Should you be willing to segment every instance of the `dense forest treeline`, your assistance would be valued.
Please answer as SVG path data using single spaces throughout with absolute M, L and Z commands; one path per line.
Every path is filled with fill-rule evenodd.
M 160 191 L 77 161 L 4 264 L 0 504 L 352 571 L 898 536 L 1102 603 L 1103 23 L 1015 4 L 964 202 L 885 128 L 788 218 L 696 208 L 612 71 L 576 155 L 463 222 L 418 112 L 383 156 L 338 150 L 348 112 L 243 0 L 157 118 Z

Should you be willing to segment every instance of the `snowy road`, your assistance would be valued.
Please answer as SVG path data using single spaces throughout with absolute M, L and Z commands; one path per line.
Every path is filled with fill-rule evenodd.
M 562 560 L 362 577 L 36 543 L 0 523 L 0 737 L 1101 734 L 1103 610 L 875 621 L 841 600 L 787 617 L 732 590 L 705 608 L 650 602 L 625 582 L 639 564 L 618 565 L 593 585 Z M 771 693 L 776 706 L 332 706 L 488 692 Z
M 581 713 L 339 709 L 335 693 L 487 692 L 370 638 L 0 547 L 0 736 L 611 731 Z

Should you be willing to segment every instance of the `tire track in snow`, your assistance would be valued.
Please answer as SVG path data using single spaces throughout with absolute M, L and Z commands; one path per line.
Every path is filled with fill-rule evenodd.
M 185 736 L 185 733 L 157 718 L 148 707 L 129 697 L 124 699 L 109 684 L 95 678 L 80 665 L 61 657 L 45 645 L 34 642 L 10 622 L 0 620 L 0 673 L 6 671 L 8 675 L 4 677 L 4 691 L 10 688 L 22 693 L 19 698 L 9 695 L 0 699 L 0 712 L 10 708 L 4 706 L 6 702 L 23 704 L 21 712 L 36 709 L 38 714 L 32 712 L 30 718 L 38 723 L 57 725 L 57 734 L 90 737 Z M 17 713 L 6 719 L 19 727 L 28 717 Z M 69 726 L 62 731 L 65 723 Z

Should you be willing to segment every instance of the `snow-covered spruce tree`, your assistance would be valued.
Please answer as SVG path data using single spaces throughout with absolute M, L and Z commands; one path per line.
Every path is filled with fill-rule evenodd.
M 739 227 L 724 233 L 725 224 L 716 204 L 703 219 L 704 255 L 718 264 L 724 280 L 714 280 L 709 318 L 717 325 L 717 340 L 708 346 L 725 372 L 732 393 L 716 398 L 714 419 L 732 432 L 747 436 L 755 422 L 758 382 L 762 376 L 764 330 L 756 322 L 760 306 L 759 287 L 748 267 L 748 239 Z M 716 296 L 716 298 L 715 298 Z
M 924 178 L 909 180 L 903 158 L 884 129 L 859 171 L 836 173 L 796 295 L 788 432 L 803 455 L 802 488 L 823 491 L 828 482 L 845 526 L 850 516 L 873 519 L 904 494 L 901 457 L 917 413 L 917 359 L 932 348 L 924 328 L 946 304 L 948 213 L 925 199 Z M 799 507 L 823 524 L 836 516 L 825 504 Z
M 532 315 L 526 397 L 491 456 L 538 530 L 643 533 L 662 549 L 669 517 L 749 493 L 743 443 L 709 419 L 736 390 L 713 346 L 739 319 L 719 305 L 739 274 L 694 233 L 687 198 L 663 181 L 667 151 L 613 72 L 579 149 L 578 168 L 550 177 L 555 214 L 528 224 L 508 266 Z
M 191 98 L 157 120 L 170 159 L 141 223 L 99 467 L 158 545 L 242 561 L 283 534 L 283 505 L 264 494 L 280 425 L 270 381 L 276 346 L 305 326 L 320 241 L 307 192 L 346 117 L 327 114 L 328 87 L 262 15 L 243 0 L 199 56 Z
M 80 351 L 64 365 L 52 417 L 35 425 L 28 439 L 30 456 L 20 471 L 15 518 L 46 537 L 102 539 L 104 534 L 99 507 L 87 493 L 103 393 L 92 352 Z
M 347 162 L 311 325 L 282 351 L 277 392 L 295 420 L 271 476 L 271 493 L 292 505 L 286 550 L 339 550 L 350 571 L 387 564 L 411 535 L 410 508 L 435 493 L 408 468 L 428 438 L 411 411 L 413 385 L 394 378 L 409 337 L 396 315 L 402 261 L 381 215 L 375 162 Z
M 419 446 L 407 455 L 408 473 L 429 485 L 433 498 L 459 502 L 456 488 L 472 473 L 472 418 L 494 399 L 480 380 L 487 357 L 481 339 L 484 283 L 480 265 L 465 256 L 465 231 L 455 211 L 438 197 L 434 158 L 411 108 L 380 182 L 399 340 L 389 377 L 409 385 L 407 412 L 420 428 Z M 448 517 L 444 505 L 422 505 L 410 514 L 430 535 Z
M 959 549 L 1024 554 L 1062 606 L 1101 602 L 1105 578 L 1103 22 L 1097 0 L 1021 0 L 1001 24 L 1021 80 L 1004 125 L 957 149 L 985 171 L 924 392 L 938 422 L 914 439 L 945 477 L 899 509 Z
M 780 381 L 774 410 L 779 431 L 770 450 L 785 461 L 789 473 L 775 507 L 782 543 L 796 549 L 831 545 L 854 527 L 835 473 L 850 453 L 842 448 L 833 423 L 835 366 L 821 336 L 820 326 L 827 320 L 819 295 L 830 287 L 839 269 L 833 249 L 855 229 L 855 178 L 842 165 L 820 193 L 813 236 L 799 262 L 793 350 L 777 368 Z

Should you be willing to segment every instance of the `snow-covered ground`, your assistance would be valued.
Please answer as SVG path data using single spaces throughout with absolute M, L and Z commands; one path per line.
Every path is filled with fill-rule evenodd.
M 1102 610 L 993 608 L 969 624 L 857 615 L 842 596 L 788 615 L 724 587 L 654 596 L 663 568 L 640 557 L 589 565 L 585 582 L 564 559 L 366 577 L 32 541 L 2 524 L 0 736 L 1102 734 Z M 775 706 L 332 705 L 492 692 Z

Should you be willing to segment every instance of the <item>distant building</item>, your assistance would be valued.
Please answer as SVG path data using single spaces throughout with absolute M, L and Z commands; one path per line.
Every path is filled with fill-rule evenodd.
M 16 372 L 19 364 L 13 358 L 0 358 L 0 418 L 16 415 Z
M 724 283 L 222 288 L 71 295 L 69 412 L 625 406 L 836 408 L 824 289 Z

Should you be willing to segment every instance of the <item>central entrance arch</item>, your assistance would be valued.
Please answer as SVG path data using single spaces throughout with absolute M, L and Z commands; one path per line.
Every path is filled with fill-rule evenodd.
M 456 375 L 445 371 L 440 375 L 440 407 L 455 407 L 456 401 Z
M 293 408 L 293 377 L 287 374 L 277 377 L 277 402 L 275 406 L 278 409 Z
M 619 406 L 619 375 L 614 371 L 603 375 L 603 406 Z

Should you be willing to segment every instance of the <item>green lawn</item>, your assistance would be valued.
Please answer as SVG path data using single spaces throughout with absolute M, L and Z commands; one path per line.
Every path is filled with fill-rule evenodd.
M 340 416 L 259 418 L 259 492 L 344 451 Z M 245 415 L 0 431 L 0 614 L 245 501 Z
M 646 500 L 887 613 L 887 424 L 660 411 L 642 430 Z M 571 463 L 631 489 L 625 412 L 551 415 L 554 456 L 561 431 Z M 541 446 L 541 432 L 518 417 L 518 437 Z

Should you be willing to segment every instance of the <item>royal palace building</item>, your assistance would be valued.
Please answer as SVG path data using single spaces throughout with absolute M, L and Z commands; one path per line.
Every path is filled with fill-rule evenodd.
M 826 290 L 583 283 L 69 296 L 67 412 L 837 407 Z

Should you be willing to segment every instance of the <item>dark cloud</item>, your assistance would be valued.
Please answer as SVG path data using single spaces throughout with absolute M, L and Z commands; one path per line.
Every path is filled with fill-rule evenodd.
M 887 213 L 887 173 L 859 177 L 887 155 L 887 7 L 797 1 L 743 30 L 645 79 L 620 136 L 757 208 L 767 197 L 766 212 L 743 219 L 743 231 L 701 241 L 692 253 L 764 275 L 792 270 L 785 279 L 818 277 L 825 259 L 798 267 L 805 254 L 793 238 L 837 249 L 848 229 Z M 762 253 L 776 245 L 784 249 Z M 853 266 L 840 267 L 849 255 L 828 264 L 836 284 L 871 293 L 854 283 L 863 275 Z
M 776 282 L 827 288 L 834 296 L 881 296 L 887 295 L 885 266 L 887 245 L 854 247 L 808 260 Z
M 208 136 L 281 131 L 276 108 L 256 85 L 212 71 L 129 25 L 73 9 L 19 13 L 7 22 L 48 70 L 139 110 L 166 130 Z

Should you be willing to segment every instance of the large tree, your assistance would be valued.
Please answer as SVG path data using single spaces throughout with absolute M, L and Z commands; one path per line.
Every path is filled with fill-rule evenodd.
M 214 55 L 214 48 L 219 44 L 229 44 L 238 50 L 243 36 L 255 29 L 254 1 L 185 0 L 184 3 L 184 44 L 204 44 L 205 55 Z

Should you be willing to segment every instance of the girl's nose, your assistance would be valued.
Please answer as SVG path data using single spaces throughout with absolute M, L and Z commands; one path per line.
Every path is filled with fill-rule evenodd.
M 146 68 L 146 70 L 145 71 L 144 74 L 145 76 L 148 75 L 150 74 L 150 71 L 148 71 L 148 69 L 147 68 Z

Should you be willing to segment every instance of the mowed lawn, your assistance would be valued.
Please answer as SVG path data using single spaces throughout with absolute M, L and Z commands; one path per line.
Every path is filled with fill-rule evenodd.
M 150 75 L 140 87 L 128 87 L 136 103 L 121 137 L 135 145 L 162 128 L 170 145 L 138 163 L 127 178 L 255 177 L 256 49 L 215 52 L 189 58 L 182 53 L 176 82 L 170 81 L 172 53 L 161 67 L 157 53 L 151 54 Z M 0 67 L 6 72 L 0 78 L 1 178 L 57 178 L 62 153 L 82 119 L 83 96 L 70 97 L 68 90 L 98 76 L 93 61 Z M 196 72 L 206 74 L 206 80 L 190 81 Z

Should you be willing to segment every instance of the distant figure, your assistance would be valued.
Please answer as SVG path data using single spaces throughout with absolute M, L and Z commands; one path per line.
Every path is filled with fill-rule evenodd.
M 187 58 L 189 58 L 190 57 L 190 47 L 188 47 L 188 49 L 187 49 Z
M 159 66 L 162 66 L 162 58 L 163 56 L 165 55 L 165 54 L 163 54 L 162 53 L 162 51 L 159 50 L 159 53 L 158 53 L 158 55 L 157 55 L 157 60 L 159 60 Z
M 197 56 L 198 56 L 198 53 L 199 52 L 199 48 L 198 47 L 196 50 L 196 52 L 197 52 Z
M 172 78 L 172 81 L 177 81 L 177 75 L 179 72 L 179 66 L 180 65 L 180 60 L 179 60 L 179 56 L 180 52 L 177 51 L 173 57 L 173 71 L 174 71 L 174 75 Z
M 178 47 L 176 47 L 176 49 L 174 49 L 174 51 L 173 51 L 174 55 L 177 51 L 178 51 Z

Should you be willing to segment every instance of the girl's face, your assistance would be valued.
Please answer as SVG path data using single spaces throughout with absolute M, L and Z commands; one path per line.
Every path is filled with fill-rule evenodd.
━━━━━━
Copy out the material from the line with "Should you be willing to segment every instance of the large" to the line with "M 214 55 L 214", keeping every line, and shift each outline by adding 47 to every coordinate in its path data.

Should you be willing to segment every instance of the large tree, your assistance would be valued.
Please answer as SVG path data using single spaces throughout with absolute M, L and Z commands; one path per line.
Every path is filled with fill-rule evenodd.
M 261 102 L 261 95 L 266 91 L 276 91 L 285 97 L 290 83 L 302 76 L 301 48 L 232 47 L 231 50 L 231 91 L 251 91 L 252 102 Z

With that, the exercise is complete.